> Extract provided
There are pros and cons to the use of each. Basically it comes down to the look you want to achieve, and your own preferences in inking. I like both and use both together, but primarily I use a pen because I like the rougher, more imperfect line of a pen as opposed to the very smooth line of a brush. I think a pen has more personality. I use the brush for big, sweeping curved lines that a pen would not be able to accomplish in one stroke. I also use a brush to lay in solid blacks and for use in certain circumstances like long hair and feathering I want to look smooth.

A brush uses much less ink, and the ink lays lightly on the surface of the paper. Therefore the ink dries very fast and you have less of the waiting for inks to dry before you can work that area again as you do with a pen. Like I mentioned before, a brush has very smooth lines, and will carry more ink while laying down less so long, tapered stokes are more attainable. Brushes also allow you greater line thickness variation, going from a hairline to a thick line, even in the same stroke. The bad things about brushes are they demand a great deal of concentration and attention… if I am tired or getting unfocused my inking will unhinge quite quickly. Also, you cannot change direction at right angles with a brush, so sharp corners and multidirectional lines are hard or impossible. Mostly, however, using a brush is very different from the actions you use when drawing with a pencil, so it just never feels like I am drawing with a brush. Don’t get me wrong, I absolutely love good brushwork in inking. There are cons to everything.

> Exercises to complete
a – According to the passage on pen and brush inking, what does the writer use a brush for besides big, sweeping curved lines?
b – Using the passage on pen and brush inking, explain why brush ink dries faster than pen ink.

> Records provided
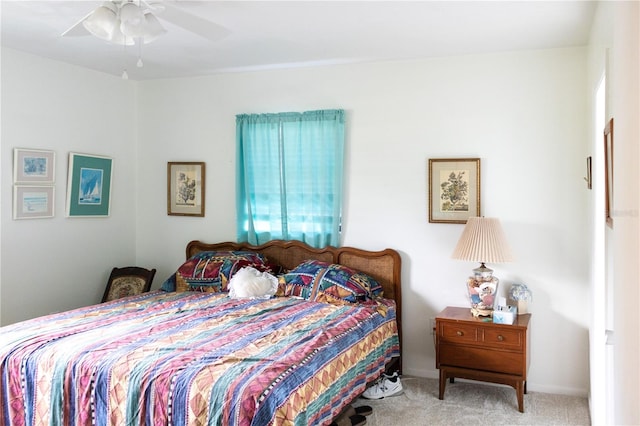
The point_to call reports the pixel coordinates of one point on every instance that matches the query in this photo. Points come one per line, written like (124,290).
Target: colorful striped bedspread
(193,359)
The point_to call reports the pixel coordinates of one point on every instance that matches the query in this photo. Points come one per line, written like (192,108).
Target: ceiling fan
(126,22)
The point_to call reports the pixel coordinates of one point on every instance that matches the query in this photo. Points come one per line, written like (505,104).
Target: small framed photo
(608,172)
(185,189)
(454,189)
(33,166)
(89,185)
(33,201)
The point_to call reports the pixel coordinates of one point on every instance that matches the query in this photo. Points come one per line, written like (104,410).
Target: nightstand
(475,348)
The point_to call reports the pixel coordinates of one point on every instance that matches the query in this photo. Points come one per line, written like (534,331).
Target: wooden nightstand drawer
(504,338)
(476,348)
(453,332)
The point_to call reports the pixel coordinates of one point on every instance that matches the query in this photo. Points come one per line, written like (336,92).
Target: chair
(128,281)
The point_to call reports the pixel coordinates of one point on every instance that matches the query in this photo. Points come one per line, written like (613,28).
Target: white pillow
(249,282)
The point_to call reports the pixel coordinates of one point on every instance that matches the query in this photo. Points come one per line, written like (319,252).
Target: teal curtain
(289,176)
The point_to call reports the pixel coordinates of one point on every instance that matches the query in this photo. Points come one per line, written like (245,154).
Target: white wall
(524,114)
(55,264)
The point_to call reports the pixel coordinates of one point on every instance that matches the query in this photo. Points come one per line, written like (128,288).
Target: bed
(195,355)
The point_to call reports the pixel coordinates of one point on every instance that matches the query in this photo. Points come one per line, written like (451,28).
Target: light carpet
(471,403)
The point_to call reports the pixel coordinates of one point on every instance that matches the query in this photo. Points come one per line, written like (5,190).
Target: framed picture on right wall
(454,189)
(608,172)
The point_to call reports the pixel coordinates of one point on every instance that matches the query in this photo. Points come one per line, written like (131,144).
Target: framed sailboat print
(89,185)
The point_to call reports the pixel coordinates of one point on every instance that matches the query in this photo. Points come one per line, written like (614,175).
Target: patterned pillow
(210,271)
(329,282)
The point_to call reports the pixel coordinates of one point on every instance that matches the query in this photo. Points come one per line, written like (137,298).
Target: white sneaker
(384,387)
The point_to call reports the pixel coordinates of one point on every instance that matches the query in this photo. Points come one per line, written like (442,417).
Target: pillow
(329,282)
(249,282)
(210,271)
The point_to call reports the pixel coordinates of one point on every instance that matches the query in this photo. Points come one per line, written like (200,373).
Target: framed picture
(454,189)
(185,189)
(608,172)
(33,166)
(33,201)
(89,185)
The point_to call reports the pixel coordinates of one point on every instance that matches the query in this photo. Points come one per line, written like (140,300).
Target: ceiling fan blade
(192,23)
(77,29)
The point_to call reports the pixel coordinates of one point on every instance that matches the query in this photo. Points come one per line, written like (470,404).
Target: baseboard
(531,386)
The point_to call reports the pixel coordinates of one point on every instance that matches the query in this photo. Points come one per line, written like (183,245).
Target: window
(289,176)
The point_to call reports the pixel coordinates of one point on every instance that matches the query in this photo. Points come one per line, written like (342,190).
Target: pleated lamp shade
(483,241)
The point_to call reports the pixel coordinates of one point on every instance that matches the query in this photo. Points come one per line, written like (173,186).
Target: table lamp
(483,241)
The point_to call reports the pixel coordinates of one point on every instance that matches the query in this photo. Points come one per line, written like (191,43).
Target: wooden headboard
(383,265)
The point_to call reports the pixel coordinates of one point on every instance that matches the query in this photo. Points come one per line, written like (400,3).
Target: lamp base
(481,312)
(482,294)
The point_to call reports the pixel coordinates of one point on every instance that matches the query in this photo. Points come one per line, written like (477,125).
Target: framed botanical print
(185,189)
(454,189)
(89,185)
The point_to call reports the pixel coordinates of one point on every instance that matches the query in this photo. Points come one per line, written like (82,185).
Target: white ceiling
(253,35)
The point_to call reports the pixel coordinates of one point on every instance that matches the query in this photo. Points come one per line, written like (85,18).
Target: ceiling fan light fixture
(131,14)
(121,39)
(102,22)
(152,28)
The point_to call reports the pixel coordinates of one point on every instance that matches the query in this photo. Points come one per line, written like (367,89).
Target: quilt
(193,359)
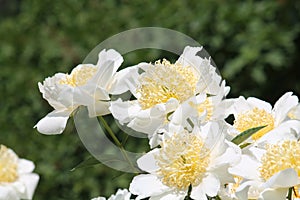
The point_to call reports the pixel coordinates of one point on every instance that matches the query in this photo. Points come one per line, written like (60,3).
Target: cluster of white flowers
(182,108)
(16,178)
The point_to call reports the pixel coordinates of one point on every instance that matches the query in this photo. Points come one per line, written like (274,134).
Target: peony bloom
(195,160)
(254,112)
(269,173)
(161,87)
(295,112)
(122,194)
(16,178)
(88,85)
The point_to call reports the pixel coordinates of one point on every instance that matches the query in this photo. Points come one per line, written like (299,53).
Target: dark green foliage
(255,44)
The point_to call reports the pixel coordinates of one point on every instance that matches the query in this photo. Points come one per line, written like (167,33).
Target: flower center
(183,161)
(163,81)
(254,118)
(80,75)
(8,165)
(280,157)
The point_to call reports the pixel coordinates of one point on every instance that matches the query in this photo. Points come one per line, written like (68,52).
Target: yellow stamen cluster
(183,161)
(79,76)
(8,165)
(163,81)
(254,118)
(280,157)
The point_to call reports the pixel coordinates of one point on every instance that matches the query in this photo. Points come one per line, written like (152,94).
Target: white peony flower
(269,173)
(16,178)
(122,194)
(161,87)
(88,85)
(295,112)
(197,159)
(254,112)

> Results of the tasks
a – Laying in solid blacks, and certain cases such as long hair and feathering meant to look smooth.

b – A brush uses much less ink, and that ink lies lightly on the surface of the paper, so it dries very fast. As a result, there is less waiting before working that area again than there is with a pen.